→ Stored entries

★ ★ ★ ★ ★

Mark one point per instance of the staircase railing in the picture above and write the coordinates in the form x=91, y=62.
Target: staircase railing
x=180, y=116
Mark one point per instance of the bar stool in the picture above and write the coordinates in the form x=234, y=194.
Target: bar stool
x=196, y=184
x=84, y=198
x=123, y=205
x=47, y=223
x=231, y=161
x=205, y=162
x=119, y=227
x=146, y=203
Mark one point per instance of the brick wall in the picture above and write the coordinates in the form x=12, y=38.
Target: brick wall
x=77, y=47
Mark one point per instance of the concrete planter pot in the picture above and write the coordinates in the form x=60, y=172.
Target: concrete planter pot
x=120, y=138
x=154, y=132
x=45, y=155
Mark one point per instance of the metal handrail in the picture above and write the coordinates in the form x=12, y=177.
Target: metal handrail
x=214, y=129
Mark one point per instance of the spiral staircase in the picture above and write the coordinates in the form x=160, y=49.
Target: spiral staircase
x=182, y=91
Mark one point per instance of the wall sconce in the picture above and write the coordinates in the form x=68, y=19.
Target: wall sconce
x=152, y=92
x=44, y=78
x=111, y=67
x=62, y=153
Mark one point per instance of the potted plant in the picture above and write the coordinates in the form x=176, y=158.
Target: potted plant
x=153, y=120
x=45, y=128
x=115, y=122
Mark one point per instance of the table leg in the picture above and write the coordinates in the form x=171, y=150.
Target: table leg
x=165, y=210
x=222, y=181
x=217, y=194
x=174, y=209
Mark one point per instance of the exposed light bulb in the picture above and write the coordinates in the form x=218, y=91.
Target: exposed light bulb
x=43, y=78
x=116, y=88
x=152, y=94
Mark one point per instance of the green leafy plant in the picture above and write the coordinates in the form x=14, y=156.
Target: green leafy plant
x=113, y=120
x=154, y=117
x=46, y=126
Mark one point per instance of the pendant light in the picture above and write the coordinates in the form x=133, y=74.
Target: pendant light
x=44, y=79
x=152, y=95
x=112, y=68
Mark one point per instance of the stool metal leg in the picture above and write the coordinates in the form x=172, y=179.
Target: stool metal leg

★ ★ ★ ★ ★

→ Work required
Would you retype all of the lines shown above, exactly as given?

→ Task result
Mark one point per instance of the staircase railing in the picture above and write the coordinates in the form x=91, y=62.
Target: staircase railing
x=180, y=116
Mark one point per instance of the bar stool in the picture above and write the coordinates in the form x=234, y=194.
Target: bar stool
x=196, y=184
x=84, y=198
x=123, y=205
x=47, y=223
x=231, y=161
x=205, y=162
x=119, y=227
x=146, y=203
Mark one point per instance of the brick wall in the picture above and write the coordinates in the form x=12, y=38.
Target: brick wall
x=77, y=47
Mark one point per instance of the concrete planter pot in the picture above and write the coordinates in the form x=60, y=172.
Target: concrete planter pot
x=120, y=138
x=154, y=132
x=45, y=155
Mark one point per instance of the metal handrail in the picture above and write the coordinates in the form x=12, y=177.
Target: metal handrail
x=214, y=129
Mark one point per instance of the spiral staircase in the picture above and write the coordinates in the form x=160, y=49.
Target: spiral staircase
x=182, y=91
Mark one point per instance of the wall sconce in the picture above and write the coordinates in the form x=68, y=19.
Target: wall sconce
x=152, y=92
x=44, y=78
x=111, y=67
x=62, y=153
Mark one point per instance of the potted plant in the picture above and write the coordinates in the form x=176, y=158.
Target: potted plant
x=153, y=120
x=45, y=128
x=115, y=122
Mark one point per instance of the table leg in the picture above and write the coordinates in the form x=171, y=150.
Target: table leg
x=165, y=210
x=222, y=181
x=217, y=194
x=174, y=209
Mark one point per instance of the exposed light bulb in the picture above and write the coordinates in the form x=218, y=91.
Target: exposed light bulb
x=43, y=78
x=116, y=88
x=152, y=94
Mark one point per instance of the green leafy plant in the picture above and write the coordinates in the form x=14, y=156.
Target: green leafy plant
x=113, y=120
x=154, y=117
x=46, y=126
Mark one point per instance of the pendant light in the picture above and write the coordinates in the form x=133, y=74.
Target: pendant light
x=44, y=79
x=152, y=95
x=112, y=68
Mark one point per instance of the stool metal leg in the picture above and write the coordinates in the form x=172, y=179.
Target: stool metal leg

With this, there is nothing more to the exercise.